§ WORK INSTRUCTIONS
[A] Using the House of the Black Madonna text, answer each item on its own line:
(i) For whom did Gočár design the house?
(ii) On what date did the Prague City Council approve the plans?
(iii) What restaurant is on the first floor?
[B] Extend the House of the Black Madonna text with the next passage, picking up after its final sentence.

§ PAGE TEXT
— start —

House of the Black Madonna (Dům u Černé Matky Boží)
- Address: Ovocný trh 19, Prague, 110 00, Czech Republic
- GPS: 50° 5.22 N 14° 25.529 E
The House of the Black Madonna is a cubist building in the "Old Town" area of Prague, Czech Republic. It was designed by Josef Gočár. It is currently in use as the Czech Museum of Cubism and includes the Grand Café Orient restaurant on the first floor.
The House of the Black Mother (U Černé Matky Boží), sometimes referred to as Black Mother of the Lord, was designed and built between 1911 and 1912 on the corner of Celetná Street and Ovocný trh. Josef Gočár built the house as the first example of cubist architecture in Prague, and it remains probably the most celebrated. Even without historical details of the baroque building surrounding it, the House at the Black Madonna maintains the atmosphere of the neighborhood. The house was given its name by the stone sculpture that originally adorned one of the two Baroque buildings on the same lot. After many years altered use in the interwar period and under communist rule, the house was closed in January 2002 and re-opened after extensive restoration in November 2003.
Gočár designed the house in mid-1911 at the age of 31 for the wholesale merchant František Josef Herbst. Herbst chose Gočár to build his department store in the Old Town along the old coronation route because of the architect’s earlier success with a similar shop in Jaroměř, built in 1909-1911. Because of its prominent location in the heart of the city, Gočár’s building was subject to strict harmonization rules requiring that the department store not conflict with its historical setting. The building thus uses the language of baroque architecture in a Cubist form, thus exemplifying the ‘contextualization’ of Cubist architecture.
Gočár’s first plans were not well received by the historical buildings authority in Bohemia. Subsequent designs incorporated more Cubist features into the building. The Prague City Council eventually approved the plans on August 4, 1911. Gočár’s early modernist orientation (as can be seen in the original plans for the building), gave way to new Cubist designs in the finished building. The angular bay windows, iconic capitals between windows, and cubist balcony railing took their place in the designs.

— end —

§ PROVIDED RECORDS
— start —

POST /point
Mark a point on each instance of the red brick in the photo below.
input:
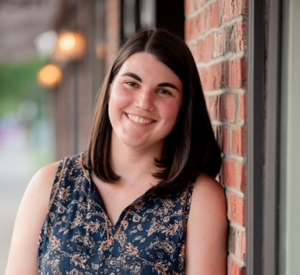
(190, 29)
(232, 9)
(189, 6)
(238, 73)
(236, 209)
(239, 141)
(213, 103)
(242, 36)
(235, 269)
(214, 15)
(229, 170)
(243, 108)
(205, 49)
(228, 107)
(237, 243)
(241, 177)
(226, 140)
(218, 44)
(202, 22)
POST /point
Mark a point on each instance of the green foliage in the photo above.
(18, 82)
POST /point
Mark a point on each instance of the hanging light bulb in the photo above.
(70, 47)
(50, 76)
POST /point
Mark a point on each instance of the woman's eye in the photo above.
(164, 92)
(130, 83)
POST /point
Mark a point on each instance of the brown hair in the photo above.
(191, 148)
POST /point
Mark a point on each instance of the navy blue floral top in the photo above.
(78, 238)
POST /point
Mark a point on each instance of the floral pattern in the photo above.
(73, 239)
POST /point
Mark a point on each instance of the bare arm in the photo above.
(31, 214)
(207, 229)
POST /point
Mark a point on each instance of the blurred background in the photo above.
(53, 57)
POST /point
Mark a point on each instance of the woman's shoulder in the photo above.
(209, 196)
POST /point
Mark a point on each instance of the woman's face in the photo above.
(145, 99)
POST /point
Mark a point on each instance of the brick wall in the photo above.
(216, 32)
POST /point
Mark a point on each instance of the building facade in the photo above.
(246, 53)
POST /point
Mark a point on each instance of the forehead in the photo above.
(147, 64)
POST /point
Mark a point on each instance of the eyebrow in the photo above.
(163, 84)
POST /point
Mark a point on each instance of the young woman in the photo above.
(142, 199)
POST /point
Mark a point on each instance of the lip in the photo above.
(141, 120)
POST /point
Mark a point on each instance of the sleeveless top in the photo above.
(78, 238)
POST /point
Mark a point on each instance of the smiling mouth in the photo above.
(140, 120)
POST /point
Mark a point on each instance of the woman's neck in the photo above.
(133, 164)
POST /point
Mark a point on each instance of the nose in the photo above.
(144, 100)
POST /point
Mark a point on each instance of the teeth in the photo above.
(139, 119)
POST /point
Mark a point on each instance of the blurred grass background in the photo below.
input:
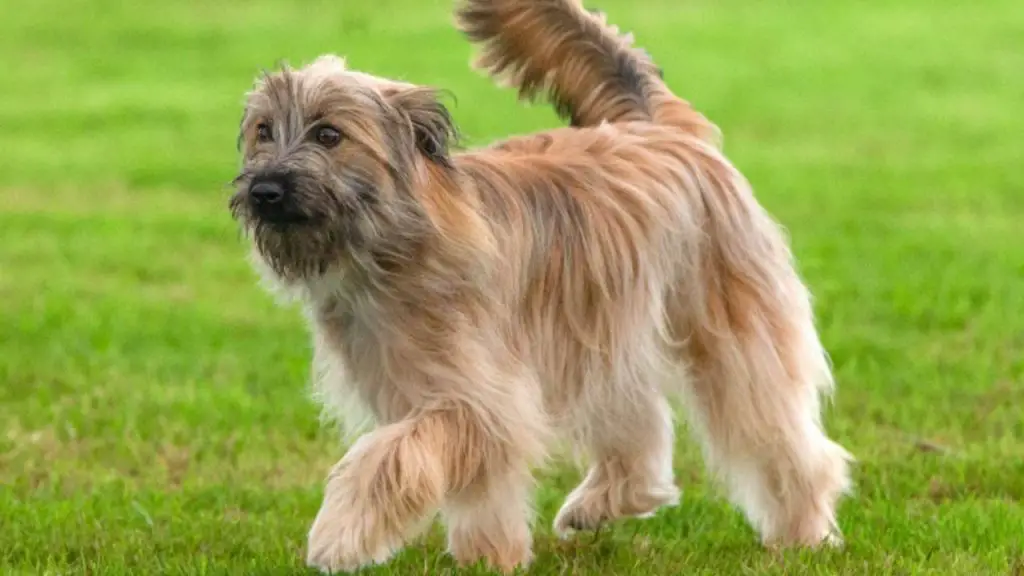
(154, 415)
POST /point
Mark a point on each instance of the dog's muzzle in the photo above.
(271, 199)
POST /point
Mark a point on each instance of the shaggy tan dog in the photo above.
(479, 306)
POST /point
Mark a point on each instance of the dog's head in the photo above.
(331, 160)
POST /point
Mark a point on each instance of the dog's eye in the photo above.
(263, 133)
(328, 136)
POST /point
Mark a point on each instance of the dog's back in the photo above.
(644, 247)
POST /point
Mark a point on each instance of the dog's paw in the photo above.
(344, 539)
(588, 511)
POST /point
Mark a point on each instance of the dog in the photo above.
(481, 309)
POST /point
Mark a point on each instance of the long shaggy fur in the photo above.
(479, 306)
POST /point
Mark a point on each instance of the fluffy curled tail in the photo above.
(589, 71)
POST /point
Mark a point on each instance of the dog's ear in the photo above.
(434, 131)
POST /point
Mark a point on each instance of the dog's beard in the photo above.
(299, 250)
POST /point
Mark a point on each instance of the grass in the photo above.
(153, 407)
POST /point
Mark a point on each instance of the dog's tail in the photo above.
(589, 71)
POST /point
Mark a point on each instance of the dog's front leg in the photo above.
(386, 489)
(380, 495)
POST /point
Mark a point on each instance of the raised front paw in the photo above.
(345, 537)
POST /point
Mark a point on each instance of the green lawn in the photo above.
(154, 409)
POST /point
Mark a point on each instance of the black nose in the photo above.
(267, 192)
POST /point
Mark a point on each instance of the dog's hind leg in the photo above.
(629, 436)
(754, 401)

— end —

§ RESPONSES FOR EACH TASK
[A]
(i) The wholesale merchant František Josef Herbst.
(ii) August 4, 1911.
(iii) The Grand Café Orient.

[B]
Like many of Gočár’s houses, the House at the Black Madonna was built with a reinforced-concrete skeleton inspired by the Chicago School (architecture). Cubist interiors have proven a challenge to architects. The use of a reinforced-concrete skeleton allowed for large interior spaces without ceiling support that were better suited to Cubist aesthetics. The Grand Café Orient, which encompassed the entire first floor without supporting pillars, was a revolutionary feat of engineering.
In some literature, Gočáris described as ‘decorativist’ because he was primarily concerned with creating a Cubist façade instead of a Cubist building. It is thus ironic that his design for the Grand Café Orient is the only surviving Cubist interior in the world. As for the façade, multiple changes in design and the requirements of harmonization forced certain compromises in the Cubist elements. The façade breaks with Cubist and modern traditions on the third storey, and incorporates 'foreign' elements in order to reconcile the building with its surroundings. For example, the roof resembles baroque double roofs, and the third storey also features flat windows and pilasters with Classical fluting between them.
The House at the Black Madonna was originally designed to house a department store. Herbst’s store occupied the ground and second floor of the building. Grand Café Orient was established on the first floor. Above that were apartments. Minor changes were made to this arrangement in 1914. In the mid-1920s the café and store on the second floor were converted into bank offices. The department store was closed in 1922. Further alterations to the architectural integrity were made in 1941, when functionalist architect V. Kubik refashioned the wooden frames on the ground floor windows with steel. During the communist period, the building was subdivided internally into more office space and then designated the state exhibition agency.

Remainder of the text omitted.